Selected extract:

******

Connectivity, Essay

‘We Connect Whole Families’

Aimee Inglis

May 6, 2024

“Some people have a hunger for tradition... I just had that hunger–it made my life more rich.”
Duane BigEagle, Northern California Osage group planning committee member

When I first went back to Osage County, Oklahoma, I was unsure what living relatives I had in the area, so I started by visiting the graves of the ancestors I knew. At a locked private family cemetery, I had the good fortune to arrive while someone was there mowing the grass. I asked, “Are you the family?” They said yes, and I said, “I guess I'm family, too.”

My newly found relative, notably the President of the Skiatook Historical Society, gave me a tour of our family cemetery. He spends much of his retirement doing genealogical work and often alerts us to new findings about our extended kin, like unearthing that my great-grandfather was sent to Carlisle Indian School. He gave me instructions to find my great-great-grandfather, buried but lost somewhere near Fairfax Lake, noticing that I also had a knack for finding relatives. This Scottish-American settler had met and married one of my Osage ancestors in Kansas in the 1870s. Together, they left for Osage County, for what was to be our permanent home after three mass displacements in under 50 years. His headstone reads: “married to an Osage woman,” as though this were the most important fact about his short life.

Many of the Osage families who moved to Southern California from Oklahoma in the 1920s were from mixed French-Osage people like the Tayriens, Pappins, Claviers, and the Whileses, my family. This group is not always well-regarded, but I am reminded in conversation with one of our elders that we descend from full-blood Osage women who were placed into the role of ambassadors in the tumultuous times between 1780 and 1820 and who helped our people survive. They and their children spoke Osage, French, Spanish, Latin, and English. They lived on the banks of the Osage and Missouri Rivers where their French fur-trader husbands sought their fortune until France lost the war. This “Half-Breed Band,” in the tradition of the band structure of the Osage, lived separately from other Osages in their own village, as did other bands elsewhere, but came together when circumstances demanded strength in numbers. Aiding the French, the “Half-Breed Band” helped build St. Louis and the infrastructure for what was to become the state of Missouri, but at the signing of the federal Treaty of 1825, these mixed Osages were forced to leave their homes as well. 

The “Reign of Terror” murders for oil money and land in Osage County reached its height in the 1920s, when “full-blood” (or those more than half blood quantum) Osages were automatically deemed “incompetent” and required to have a guardian to manage their finances. Osages of less than half blood quantum could make their own financial decisions, creating division by race that did not exist in Osage society before. However, their lives were also at risk; so many exerted their relative freedom in order to leave. Greg Clavier, who currently runs the United Osages of Southern California (UOSC) meetings, told me how the “Reign of Terror” forced his family off the Osage reservation. After fleeing to California in the 1920s, his family moved back to Oklahoma during the Great Depression when the oil boom had busted, but then they eventually moved back to California for jobs during World War II. Many Osage families have this same pattern of migration.

******

Recorded data:
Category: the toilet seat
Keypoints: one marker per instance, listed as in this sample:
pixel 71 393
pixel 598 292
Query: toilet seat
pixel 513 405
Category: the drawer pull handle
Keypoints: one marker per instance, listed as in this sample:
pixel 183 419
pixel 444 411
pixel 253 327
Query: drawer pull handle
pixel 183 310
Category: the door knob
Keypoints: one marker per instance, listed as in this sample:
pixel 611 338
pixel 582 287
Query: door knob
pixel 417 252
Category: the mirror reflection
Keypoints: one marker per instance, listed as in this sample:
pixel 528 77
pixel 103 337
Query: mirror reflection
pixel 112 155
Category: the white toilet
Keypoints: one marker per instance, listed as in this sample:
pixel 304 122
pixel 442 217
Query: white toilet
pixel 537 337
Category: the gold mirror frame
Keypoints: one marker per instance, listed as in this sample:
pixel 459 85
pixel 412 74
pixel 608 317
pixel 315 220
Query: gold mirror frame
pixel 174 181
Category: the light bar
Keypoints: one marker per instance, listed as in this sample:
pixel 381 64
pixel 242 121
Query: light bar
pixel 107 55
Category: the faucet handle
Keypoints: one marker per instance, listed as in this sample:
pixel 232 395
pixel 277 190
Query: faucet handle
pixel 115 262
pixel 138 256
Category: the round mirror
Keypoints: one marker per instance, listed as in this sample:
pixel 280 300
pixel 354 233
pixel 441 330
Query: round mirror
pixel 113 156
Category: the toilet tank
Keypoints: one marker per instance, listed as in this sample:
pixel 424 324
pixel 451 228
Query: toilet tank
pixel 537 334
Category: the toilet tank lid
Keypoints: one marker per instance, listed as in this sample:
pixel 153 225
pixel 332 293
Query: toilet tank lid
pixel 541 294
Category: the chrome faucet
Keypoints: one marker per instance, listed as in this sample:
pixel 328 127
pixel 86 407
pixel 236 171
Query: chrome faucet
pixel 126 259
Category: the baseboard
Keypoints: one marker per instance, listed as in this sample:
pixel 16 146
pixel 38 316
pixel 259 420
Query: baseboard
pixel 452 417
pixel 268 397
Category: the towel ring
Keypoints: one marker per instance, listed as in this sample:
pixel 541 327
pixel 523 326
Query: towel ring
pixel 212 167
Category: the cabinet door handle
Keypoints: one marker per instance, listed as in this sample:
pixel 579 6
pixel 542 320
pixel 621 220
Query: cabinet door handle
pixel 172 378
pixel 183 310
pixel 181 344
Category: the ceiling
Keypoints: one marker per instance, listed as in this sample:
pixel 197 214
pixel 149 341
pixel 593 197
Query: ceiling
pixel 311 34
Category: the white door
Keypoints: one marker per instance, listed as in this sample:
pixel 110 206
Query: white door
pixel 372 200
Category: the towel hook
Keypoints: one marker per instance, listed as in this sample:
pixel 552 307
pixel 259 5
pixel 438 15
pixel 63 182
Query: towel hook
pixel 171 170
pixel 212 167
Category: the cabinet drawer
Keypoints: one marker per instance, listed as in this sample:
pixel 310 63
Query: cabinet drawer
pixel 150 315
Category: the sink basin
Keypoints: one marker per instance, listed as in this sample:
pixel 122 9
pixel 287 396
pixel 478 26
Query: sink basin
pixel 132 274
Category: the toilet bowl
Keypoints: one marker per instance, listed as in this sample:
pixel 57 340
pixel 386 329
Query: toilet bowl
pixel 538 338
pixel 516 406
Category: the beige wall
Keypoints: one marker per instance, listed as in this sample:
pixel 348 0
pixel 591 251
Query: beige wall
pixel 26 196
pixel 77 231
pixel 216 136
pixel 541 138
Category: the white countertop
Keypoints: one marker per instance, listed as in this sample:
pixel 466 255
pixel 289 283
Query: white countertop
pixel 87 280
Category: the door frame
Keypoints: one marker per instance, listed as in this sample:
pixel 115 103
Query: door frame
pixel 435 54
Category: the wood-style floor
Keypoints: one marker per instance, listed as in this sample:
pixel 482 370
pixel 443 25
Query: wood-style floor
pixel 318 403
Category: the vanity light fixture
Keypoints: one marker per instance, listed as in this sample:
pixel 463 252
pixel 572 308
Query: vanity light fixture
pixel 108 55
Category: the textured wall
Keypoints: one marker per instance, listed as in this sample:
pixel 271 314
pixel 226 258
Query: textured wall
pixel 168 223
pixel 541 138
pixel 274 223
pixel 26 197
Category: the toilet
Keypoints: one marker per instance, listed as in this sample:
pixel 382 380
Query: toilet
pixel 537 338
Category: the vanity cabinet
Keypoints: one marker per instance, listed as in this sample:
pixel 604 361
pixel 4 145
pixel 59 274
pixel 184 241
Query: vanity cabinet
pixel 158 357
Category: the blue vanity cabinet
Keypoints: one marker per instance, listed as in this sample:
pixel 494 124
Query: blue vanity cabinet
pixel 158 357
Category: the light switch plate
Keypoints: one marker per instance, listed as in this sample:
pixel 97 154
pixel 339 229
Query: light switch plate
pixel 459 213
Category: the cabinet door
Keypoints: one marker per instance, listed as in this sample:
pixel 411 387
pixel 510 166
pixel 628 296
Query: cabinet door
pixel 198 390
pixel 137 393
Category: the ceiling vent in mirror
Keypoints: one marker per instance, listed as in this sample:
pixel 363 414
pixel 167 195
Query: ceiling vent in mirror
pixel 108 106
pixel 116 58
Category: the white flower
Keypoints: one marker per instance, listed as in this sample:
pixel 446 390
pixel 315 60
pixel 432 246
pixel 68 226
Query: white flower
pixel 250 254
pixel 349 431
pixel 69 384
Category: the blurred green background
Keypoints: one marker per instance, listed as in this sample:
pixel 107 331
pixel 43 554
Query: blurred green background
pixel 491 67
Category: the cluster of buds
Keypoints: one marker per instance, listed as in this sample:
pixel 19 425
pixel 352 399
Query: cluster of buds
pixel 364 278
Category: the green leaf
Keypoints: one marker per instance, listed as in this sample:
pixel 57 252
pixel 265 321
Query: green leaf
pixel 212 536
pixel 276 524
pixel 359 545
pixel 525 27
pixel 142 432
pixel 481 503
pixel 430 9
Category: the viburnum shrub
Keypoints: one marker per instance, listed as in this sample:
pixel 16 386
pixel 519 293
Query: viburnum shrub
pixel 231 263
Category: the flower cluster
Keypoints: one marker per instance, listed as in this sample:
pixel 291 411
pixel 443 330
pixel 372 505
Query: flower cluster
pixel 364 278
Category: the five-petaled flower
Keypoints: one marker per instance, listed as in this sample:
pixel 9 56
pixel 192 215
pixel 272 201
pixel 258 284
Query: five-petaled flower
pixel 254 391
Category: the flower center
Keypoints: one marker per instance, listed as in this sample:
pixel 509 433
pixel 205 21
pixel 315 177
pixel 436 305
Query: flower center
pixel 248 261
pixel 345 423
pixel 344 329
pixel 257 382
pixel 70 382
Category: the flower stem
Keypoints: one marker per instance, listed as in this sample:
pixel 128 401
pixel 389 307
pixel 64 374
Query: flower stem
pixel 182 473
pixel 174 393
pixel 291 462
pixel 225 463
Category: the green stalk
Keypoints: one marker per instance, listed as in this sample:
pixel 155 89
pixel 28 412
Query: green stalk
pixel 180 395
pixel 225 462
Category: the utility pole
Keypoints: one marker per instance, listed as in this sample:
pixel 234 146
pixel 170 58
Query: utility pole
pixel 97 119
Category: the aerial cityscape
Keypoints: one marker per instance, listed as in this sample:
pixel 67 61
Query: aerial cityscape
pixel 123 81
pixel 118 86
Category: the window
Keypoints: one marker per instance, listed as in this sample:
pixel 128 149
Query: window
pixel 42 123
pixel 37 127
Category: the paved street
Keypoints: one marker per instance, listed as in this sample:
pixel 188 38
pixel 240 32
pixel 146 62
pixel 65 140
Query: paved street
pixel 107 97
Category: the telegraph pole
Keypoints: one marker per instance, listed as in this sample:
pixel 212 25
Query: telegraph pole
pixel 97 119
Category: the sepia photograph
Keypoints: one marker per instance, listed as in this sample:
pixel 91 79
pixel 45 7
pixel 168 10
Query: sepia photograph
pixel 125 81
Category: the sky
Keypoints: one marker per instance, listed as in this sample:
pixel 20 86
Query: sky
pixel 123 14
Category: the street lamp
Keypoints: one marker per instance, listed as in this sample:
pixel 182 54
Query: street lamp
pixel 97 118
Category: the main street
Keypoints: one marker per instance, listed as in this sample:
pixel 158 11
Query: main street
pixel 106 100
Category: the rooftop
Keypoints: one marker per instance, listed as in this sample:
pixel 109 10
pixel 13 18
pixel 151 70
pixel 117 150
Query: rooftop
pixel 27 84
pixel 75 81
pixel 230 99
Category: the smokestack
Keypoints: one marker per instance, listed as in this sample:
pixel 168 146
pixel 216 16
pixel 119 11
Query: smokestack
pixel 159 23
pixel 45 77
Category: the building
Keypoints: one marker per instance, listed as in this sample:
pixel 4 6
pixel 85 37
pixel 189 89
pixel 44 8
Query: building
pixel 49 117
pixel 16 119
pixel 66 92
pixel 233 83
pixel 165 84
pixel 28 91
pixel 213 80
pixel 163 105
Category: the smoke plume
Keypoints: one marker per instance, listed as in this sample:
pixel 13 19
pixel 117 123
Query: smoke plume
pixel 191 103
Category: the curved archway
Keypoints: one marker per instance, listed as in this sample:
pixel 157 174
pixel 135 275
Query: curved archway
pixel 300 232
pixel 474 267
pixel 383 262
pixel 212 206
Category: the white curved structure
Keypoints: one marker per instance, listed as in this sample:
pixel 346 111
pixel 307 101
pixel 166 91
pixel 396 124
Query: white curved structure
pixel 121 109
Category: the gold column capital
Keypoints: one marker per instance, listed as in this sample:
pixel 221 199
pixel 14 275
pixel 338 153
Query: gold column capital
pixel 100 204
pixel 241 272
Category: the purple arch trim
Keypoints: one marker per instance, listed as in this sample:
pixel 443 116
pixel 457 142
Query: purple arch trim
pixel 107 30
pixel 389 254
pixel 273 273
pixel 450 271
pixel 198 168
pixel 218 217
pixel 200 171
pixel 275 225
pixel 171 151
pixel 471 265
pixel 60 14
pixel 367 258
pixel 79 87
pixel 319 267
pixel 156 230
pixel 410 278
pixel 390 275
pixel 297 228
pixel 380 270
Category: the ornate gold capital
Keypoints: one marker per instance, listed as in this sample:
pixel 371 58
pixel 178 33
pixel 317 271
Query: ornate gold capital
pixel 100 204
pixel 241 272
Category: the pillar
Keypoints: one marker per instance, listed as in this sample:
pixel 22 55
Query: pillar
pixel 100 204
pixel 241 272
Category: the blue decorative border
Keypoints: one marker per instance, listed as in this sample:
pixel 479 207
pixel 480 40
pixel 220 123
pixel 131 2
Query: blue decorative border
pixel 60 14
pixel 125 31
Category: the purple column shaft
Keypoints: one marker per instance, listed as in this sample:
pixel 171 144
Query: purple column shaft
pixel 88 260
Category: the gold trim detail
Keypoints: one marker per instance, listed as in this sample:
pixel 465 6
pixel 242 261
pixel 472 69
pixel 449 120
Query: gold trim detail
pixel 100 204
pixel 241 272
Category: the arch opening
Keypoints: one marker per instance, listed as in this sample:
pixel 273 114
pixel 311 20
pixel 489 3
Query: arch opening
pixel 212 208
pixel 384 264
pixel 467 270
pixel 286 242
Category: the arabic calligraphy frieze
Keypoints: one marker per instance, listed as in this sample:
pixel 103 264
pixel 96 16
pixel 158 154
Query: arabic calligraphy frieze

******

Requirements:
Copy the Osage essay between "My newly found" and "his short life.", inclusive, swapping "Kansas" for "Missouri".

Result for this task:
My newly found relative, notably the President of the Skiatook Historical Society, gave me a tour of our family cemetery. He spends much of his retirement doing genealogical work and often alerts us to new findings about our extended kin, like unearthing that my great-grandfather was sent to Carlisle Indian School. He gave me instructions to find my great-great-grandfather, buried but lost somewhere near Fairfax Lake, noticing that I also had a knack for finding relatives. This Scottish-American settler had met and married one of my Osage ancestors in Missouri in the 1870s. Together, they left for Osage County, for what was to be our permanent home after three mass displacements in under 50 years. His headstone reads: “married to an Osage woman,” as though this were the most important fact about his short life.